Extrait à lire:
Rétropédalage : les néonicotinoïdes, temporairement autorisés en France
Publié : 3 septembre 2020 à 13h15 par Iris Mazzacurati avec AFP
L'utilisation d'insecticides néonicotinoïdes, néfastes pour les abeilles, a été temporairement ré-autorisé dans les champs de betteraves par le gouvernement, au nom de l'emploi et de la souveraineté alimentaire du pays.
Le jour même où sont annoncés les détails de son plan de relance post-Covid censé accélérer la transition verte, le gouvernement présente aussi un projet de loi permettant la réintroduction pour trois ans de semences de betteraves enrobées avec des néonicotinoïdes, dangereux pour les insectes pollinisateurs.
Le gouvernement, qui avait interdit ces pesticides en 2018, a détaillé une liste de mesures pour "encadrer" son revirement et limiter les effets néfastes sur l'environnement, alors qu’il essuie le feu nourri des critiques de la part des écologistes et des apiculteurs.
La ré-autorisation est valable jusqu'en 2023 et devra être accordée à nouveau chaque année par arrêté. Elle sera réservée à la filière betteraves et ne devrait pas être étendue à d'autres cultures comme le maïs, qui souhaitait aussi bénéficier de semences enrobées, même si le texte de loi ne le précise pas, a souligné une source gouvernementale.
Pour protéger les abeilles et leurs congénères, l'agence sanitaire Anses devra établir une liste de cultures de plantes mellifères qui ne pourront pas être cultivées derrière les betteraves, pour ne pas exposer les insectes l'année suivante à des résidus de produits enfouis dans les sols et remontés par la sève des végétaux.

Données disponibles:
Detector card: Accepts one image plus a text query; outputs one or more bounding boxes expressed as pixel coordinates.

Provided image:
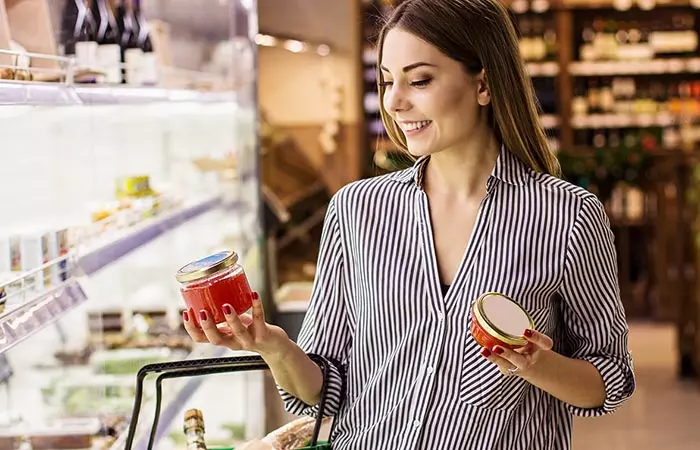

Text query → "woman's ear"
[476,69,491,106]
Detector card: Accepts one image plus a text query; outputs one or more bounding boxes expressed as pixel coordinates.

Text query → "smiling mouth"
[399,120,433,135]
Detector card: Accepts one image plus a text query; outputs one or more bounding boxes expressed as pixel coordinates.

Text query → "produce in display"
[469,292,535,349]
[255,417,332,450]
[183,409,207,450]
[175,251,258,324]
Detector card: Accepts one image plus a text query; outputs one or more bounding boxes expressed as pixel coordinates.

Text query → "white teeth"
[401,120,430,131]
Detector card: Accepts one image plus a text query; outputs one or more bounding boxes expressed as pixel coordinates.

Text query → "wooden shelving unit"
[360,0,700,382]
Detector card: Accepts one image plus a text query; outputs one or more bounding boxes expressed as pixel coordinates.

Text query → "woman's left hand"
[481,330,554,376]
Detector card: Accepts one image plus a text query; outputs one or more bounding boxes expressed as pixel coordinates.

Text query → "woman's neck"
[424,133,501,199]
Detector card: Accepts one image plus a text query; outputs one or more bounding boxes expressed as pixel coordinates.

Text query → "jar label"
[180,251,231,273]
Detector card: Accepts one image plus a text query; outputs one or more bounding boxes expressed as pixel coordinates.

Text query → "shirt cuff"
[277,358,345,417]
[567,354,635,417]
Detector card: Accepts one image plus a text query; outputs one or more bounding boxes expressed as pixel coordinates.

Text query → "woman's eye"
[411,78,432,87]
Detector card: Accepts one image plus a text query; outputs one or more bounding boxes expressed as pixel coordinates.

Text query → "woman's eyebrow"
[380,62,437,73]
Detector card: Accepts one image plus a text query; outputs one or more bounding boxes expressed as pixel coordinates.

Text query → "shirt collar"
[391,147,530,188]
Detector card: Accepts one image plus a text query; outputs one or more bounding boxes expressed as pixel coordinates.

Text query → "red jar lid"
[175,250,238,283]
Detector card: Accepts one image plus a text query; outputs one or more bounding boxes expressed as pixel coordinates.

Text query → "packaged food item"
[20,231,56,293]
[0,234,22,273]
[175,250,258,324]
[116,175,153,198]
[182,409,207,450]
[0,272,25,313]
[469,292,535,349]
[262,417,332,450]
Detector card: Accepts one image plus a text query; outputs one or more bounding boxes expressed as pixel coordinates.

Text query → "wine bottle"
[134,0,158,86]
[92,0,122,84]
[117,0,143,84]
[61,0,97,67]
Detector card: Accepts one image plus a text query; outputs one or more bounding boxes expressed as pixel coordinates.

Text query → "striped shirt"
[280,149,635,450]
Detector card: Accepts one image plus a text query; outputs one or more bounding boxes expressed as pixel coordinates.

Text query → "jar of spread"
[175,251,257,325]
[469,292,535,350]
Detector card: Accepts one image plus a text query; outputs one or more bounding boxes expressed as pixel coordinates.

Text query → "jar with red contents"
[175,251,257,325]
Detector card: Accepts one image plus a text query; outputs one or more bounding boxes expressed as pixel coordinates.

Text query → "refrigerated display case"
[0,0,266,449]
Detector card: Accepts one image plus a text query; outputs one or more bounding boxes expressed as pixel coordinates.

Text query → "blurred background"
[0,0,700,450]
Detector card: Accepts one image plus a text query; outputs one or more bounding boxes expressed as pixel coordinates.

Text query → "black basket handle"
[124,354,330,450]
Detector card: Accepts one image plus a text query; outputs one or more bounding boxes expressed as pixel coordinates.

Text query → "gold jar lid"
[175,250,238,283]
[474,292,535,345]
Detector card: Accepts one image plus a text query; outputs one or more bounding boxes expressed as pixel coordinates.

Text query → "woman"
[180,0,634,450]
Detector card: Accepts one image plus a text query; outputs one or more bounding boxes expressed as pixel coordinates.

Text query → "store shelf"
[0,80,236,106]
[569,58,700,76]
[106,345,232,450]
[71,86,236,105]
[561,0,693,9]
[540,114,559,128]
[525,61,559,77]
[571,113,677,129]
[0,277,87,353]
[77,196,222,275]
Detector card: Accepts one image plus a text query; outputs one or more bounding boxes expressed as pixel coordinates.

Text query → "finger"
[223,304,253,348]
[182,309,209,342]
[238,314,253,328]
[493,345,529,370]
[253,292,265,326]
[481,348,516,374]
[199,309,225,345]
[523,329,554,350]
[513,342,539,355]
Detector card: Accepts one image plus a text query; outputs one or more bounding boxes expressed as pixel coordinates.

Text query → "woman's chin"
[408,144,436,159]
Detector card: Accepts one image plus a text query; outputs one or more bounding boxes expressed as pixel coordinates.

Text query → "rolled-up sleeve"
[278,194,351,417]
[560,195,635,417]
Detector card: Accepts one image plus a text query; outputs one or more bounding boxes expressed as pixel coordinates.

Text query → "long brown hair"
[377,0,561,176]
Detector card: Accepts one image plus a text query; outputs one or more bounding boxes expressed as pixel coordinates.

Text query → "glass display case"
[0,0,265,449]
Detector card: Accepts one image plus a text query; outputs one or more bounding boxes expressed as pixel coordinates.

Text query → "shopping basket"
[124,355,331,450]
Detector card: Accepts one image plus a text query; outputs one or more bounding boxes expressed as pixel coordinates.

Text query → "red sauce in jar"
[469,292,534,350]
[177,252,257,325]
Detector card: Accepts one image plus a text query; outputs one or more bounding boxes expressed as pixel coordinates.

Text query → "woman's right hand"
[183,295,292,359]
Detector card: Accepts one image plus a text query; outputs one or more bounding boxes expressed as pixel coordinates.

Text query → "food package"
[262,417,332,450]
[238,439,275,450]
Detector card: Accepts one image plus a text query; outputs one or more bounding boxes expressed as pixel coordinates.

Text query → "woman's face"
[381,28,490,157]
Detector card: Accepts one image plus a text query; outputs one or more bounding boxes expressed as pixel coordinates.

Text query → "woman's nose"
[384,87,407,112]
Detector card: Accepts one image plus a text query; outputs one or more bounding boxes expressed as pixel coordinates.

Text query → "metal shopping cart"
[124,355,331,450]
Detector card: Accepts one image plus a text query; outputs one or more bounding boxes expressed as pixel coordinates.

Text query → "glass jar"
[175,251,257,325]
[469,292,535,350]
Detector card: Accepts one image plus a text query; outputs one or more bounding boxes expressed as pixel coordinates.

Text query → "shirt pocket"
[459,307,550,411]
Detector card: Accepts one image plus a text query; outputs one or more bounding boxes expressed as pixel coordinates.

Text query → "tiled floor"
[574,324,700,450]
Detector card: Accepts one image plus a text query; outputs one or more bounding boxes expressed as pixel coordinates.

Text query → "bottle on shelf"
[92,0,122,84]
[61,0,98,68]
[116,0,143,85]
[183,409,207,450]
[134,0,159,86]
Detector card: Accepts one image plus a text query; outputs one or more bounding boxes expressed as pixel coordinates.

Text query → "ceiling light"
[284,39,306,53]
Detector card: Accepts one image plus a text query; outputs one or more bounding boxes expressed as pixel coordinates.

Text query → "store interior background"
[0,0,700,450]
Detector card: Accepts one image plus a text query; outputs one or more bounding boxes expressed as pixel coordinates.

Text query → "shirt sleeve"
[277,194,351,417]
[560,196,635,417]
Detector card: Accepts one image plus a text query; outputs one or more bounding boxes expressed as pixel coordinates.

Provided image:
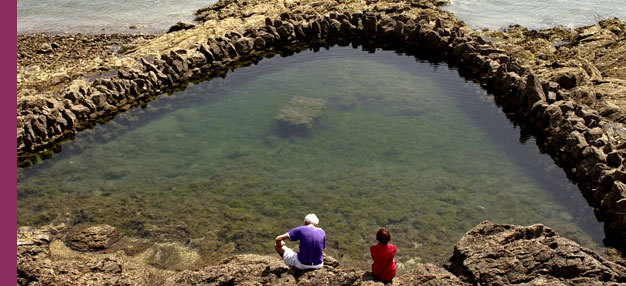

Votre objectif: Poursuivez l'extrait sur la ré-autorisation des néonicotinoïdes dans les champs de betteraves à partir de la fin de sa dernière phrase. Les lignes constituent un matériau indépendant de l'extrait.

Réponse attendue:
Un plan de protection plus global des pollinisateurs est en cours de discussion pour la fin de l'année.
Le gouvernement a par ailleurs débloqué 5 millions d'euros, dont une partie dans le plan de relance, pour accélérer les recherches agronomiques afin d'arriver à produire en se passant de ces produits.
Pour l'emploi et de l’autonomie alimentaire du pays
Derrière ce revirement s'inscrivent la survie et la pérennité de toute une filière agroindustrielle, celle de la betterave à sucre, l'une des plus anciennes et des mieux organisées de l'agriculture française avec plus de 46 000 agriculteurs-planteurs et salariés dans les usines à sucre.
Lancée par Napoléon 1er, la culture des betteraves a permis de garantir l'autonomie de la France en sucre au 19e siècle et ainsi d'échapper aux guerres commerciales de l'époque, notamment au blocus du sucre de canne importé des Antilles imposé par l'Angleterre.
Après la relance du débat sur l'autonomie alimentaire du pays pendant le confinement, le ministre de l'Agriculture Julien Denormandie avait d'ailleurs indiqué fin juillet que "jamais, jamais, jamais", il n'abandonnerait cette filière affaiblie par le virus de la "jaunisse", qui ampute ses rendements de betteraves.
Dès la mi-avril, dans nombre de parcelles, les agriculteurs avaient constaté la présence de pucerons verts, vecteurs de la jaunisse.
Le syndicat du secteur CGB anticipe les rendements les plus bas depuis 15 ans : une catastrophe pour les usines françaises de sucre et d'éthanol, souvent situées dans le nord du pays, qui sont menacées de fermeture ou contraintes d'importer leurs betteraves.
Car de l'autre côté de la frontière, les planteurs belges, néerlandais ou allemands continuent d'utiliser les néonicotinoïdes, douze pays de l'UE ayant demandé et obtenu des dérogations.
Levée de bouclier
Côté écologistes, les critiques vont bon train, d'autant que la ministre qui a annoncé la ré-autorisation des néonicotinoïdes est celle qui les avait fait supprimer, Barbara Pompili.
Le député du Maine-et-Loire Matthieu Orphelin, a jugé le projet "inacceptable". Génération Ecologie a lancé une campagne pour s'y opposer, sa présidente et ancienne ministre de l'Ecologie, Delphine Batho, estimant qu'il avait été pris "sous pression des lobbys de l'industrie du sucre" avec des conséquences "monstrueuses" pour "l'environnement", "les insectes, les oiseaux et l'ensemble du vivant".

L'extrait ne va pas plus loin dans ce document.